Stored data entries
..........
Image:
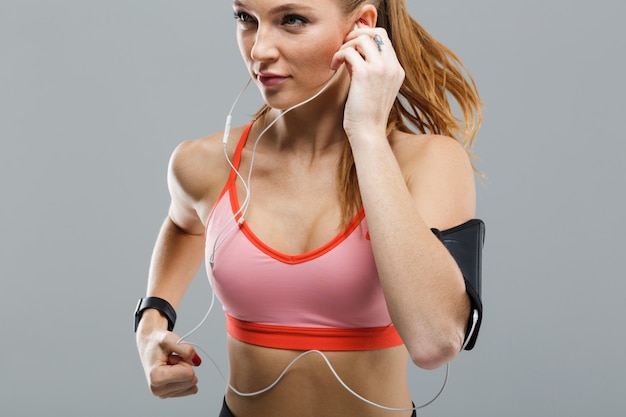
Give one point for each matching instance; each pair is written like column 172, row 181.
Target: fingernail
column 196, row 360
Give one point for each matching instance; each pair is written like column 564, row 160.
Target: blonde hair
column 433, row 75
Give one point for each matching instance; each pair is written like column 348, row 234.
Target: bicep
column 441, row 182
column 185, row 190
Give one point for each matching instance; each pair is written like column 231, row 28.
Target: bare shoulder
column 439, row 174
column 197, row 173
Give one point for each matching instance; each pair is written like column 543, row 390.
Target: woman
column 334, row 252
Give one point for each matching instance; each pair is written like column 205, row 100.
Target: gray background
column 94, row 96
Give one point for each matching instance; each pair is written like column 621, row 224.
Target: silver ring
column 379, row 42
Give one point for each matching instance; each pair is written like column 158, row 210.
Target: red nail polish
column 196, row 360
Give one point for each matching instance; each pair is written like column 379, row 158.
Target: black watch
column 158, row 304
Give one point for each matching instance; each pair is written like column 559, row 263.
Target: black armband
column 465, row 244
column 158, row 304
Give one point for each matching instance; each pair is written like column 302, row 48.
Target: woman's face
column 288, row 45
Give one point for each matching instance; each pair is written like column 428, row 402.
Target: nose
column 265, row 45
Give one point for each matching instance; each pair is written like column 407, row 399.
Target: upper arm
column 440, row 178
column 189, row 184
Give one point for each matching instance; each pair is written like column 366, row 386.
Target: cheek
column 319, row 55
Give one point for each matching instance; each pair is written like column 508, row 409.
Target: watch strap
column 158, row 304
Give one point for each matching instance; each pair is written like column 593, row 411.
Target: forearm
column 176, row 257
column 423, row 286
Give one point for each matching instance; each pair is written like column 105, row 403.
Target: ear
column 367, row 15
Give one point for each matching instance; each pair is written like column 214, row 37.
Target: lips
column 270, row 80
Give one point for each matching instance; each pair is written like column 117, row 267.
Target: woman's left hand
column 376, row 77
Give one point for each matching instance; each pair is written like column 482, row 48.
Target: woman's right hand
column 167, row 364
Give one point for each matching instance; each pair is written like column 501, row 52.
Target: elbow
column 432, row 354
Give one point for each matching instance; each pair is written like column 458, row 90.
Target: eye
column 243, row 18
column 294, row 20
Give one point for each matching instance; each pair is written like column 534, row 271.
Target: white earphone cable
column 221, row 239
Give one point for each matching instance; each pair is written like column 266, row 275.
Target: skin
column 408, row 184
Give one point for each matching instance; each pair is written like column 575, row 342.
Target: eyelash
column 245, row 18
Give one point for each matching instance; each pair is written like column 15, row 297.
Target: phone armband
column 465, row 244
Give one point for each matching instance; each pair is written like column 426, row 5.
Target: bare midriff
column 309, row 388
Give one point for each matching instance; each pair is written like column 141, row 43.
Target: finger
column 172, row 380
column 184, row 351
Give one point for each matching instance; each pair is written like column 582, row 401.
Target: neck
column 313, row 126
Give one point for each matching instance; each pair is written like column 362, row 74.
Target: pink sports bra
column 326, row 299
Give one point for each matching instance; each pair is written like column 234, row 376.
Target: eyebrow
column 287, row 7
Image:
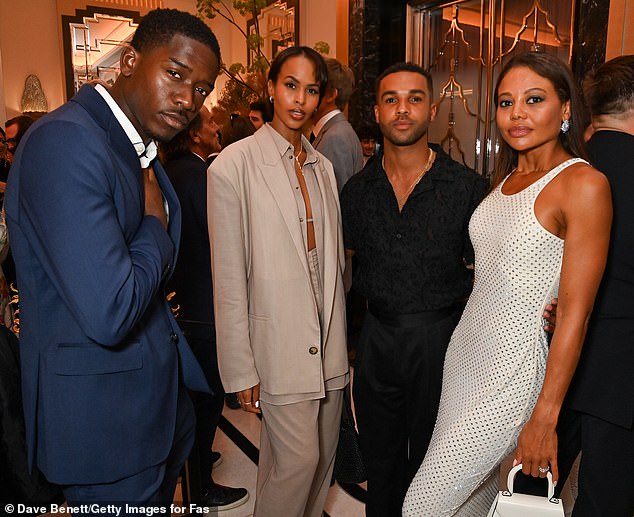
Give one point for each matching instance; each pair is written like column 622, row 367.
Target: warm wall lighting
column 33, row 98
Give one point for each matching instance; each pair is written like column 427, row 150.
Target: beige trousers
column 297, row 452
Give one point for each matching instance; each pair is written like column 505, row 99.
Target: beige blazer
column 267, row 323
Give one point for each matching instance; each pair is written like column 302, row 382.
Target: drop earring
column 565, row 126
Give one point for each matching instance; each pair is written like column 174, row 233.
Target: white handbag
column 509, row 504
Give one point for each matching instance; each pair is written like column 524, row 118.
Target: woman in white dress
column 542, row 232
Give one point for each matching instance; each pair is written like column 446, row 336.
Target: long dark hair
column 321, row 70
column 559, row 74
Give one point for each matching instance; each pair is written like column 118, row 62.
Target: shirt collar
column 284, row 146
column 322, row 121
column 442, row 169
column 145, row 153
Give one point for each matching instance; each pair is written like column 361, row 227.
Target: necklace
column 301, row 150
column 403, row 197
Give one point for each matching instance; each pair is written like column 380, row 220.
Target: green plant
column 247, row 83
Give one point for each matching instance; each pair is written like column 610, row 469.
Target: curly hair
column 559, row 74
column 161, row 25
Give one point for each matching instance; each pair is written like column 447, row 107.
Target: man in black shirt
column 405, row 218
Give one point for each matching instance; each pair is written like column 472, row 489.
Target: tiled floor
column 237, row 469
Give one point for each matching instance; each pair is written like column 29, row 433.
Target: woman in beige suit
column 277, row 261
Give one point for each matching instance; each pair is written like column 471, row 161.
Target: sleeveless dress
column 496, row 360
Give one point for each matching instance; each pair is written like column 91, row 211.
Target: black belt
column 414, row 319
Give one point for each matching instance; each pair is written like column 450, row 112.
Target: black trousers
column 606, row 470
column 207, row 408
column 397, row 385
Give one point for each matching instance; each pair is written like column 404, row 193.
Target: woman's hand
column 250, row 399
column 537, row 449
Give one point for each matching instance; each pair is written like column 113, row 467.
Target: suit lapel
column 325, row 129
column 277, row 182
column 174, row 227
column 331, row 240
column 123, row 149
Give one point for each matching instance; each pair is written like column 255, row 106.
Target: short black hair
column 405, row 67
column 321, row 71
column 159, row 26
column 609, row 89
column 263, row 107
column 24, row 122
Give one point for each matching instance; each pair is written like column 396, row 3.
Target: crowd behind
column 483, row 317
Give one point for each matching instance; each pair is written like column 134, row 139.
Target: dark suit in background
column 598, row 414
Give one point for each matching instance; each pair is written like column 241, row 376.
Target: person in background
column 5, row 162
column 333, row 134
column 259, row 113
column 542, row 232
column 185, row 159
column 367, row 138
column 598, row 414
column 15, row 128
column 277, row 263
column 405, row 219
column 95, row 227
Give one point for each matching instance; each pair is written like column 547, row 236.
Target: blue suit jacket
column 100, row 348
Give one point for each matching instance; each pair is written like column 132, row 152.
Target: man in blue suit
column 95, row 225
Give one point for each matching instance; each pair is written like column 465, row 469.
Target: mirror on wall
column 93, row 41
column 279, row 27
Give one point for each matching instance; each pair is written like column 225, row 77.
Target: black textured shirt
column 414, row 260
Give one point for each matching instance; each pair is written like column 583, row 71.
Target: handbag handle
column 511, row 478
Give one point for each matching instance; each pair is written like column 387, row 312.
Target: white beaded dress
column 496, row 360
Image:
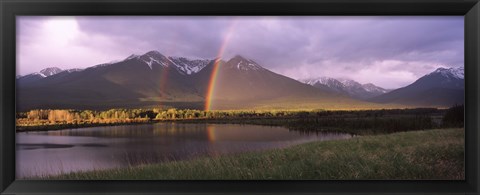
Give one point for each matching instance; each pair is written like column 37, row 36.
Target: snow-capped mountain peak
column 457, row 72
column 244, row 64
column 373, row 88
column 346, row 86
column 189, row 66
column 49, row 71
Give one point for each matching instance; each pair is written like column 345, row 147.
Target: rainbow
column 211, row 133
column 216, row 65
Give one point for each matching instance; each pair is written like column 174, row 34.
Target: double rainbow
column 213, row 76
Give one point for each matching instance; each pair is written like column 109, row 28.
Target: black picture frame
column 470, row 9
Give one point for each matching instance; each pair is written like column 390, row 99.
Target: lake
column 96, row 148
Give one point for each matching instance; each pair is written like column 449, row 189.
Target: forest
column 357, row 122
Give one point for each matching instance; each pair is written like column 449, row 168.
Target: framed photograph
column 163, row 97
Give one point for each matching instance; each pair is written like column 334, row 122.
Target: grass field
column 429, row 154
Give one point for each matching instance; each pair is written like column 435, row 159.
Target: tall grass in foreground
column 432, row 154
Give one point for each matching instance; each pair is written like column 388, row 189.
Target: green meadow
column 420, row 155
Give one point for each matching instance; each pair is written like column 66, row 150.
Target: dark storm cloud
column 388, row 51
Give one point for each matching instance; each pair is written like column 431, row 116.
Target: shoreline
column 404, row 155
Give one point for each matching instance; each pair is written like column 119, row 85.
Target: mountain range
column 152, row 80
column 347, row 87
column 440, row 88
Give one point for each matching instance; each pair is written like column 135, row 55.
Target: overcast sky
column 390, row 52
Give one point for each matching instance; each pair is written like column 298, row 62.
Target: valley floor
column 428, row 154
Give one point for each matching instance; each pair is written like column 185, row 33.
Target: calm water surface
column 95, row 148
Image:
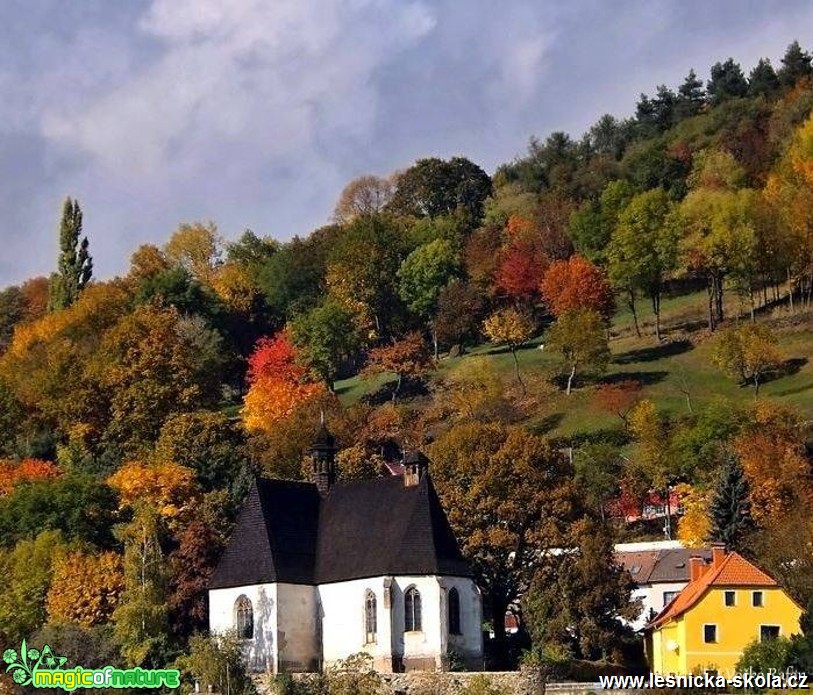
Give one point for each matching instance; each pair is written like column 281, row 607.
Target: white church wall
column 260, row 651
column 343, row 629
column 469, row 643
column 298, row 628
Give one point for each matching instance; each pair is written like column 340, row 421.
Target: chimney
column 415, row 467
column 717, row 553
column 696, row 568
column 323, row 454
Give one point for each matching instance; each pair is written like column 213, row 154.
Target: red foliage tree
column 522, row 262
column 577, row 284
..........
Turn the material into a Markdown table with the columns "No." and "Line." Begin at the line that contains "334, row 122.", continue through the end of the material, number each row, skip blank lines, and leave the pictures out.

| No. | Line |
|---|---|
| 1 | Give one point for each matching instance; each pair is written like column 334, row 122. |
| 2 | Target: grass field |
| 3 | column 429, row 154 |
| 4 | Give one point for each matching instance; each pair is written like column 435, row 159. |
| 5 | Target: tall grass in foreground |
| 6 | column 432, row 154 |
| 7 | Give one point for each matching instance; each pair is written like column 388, row 189. |
| 8 | Target: green meadow |
| 9 | column 420, row 155 |
| 10 | Give one point for each matching instance; each pair is written like column 66, row 150. |
| 11 | Target: dark storm cloud |
| 12 | column 388, row 51 |
| 13 | Give one point for each matching instance; each pair is written like column 431, row 116. |
| 14 | Target: shoreline |
| 15 | column 404, row 155 |
| 16 | Give one point for each matching instance; each pair is written like column 119, row 85. |
| 17 | Target: mountain range |
| 18 | column 152, row 80 |
| 19 | column 347, row 87 |
| 20 | column 440, row 88 |
| 21 | Give one point for each matching instance; each pair is written like column 135, row 55. |
| 22 | Target: overcast sky |
| 23 | column 390, row 52 |
| 24 | Give one point for each matching instance; each pair is written like column 298, row 62. |
| 25 | Target: valley floor |
| 26 | column 428, row 154 |
| 27 | Give one point for each matching instance; each pair is written like column 185, row 33. |
| 28 | Target: calm water surface |
| 29 | column 95, row 148 |
| 30 | Image: |
| 31 | Give one point for each matching instance; each pair is written like column 281, row 607. |
| 32 | Target: white church wall |
| 33 | column 260, row 651 |
| 34 | column 343, row 629 |
| 35 | column 469, row 643 |
| 36 | column 298, row 628 |
| 37 | Give one point for each matching instance; each pair is written like column 340, row 421. |
| 38 | Target: chimney |
| 39 | column 415, row 467 |
| 40 | column 717, row 553 |
| 41 | column 696, row 568 |
| 42 | column 323, row 454 |
| 43 | Give one point for each matching instance; each pair is written like column 213, row 154. |
| 44 | Target: red foliage tree |
| 45 | column 522, row 262 |
| 46 | column 577, row 284 |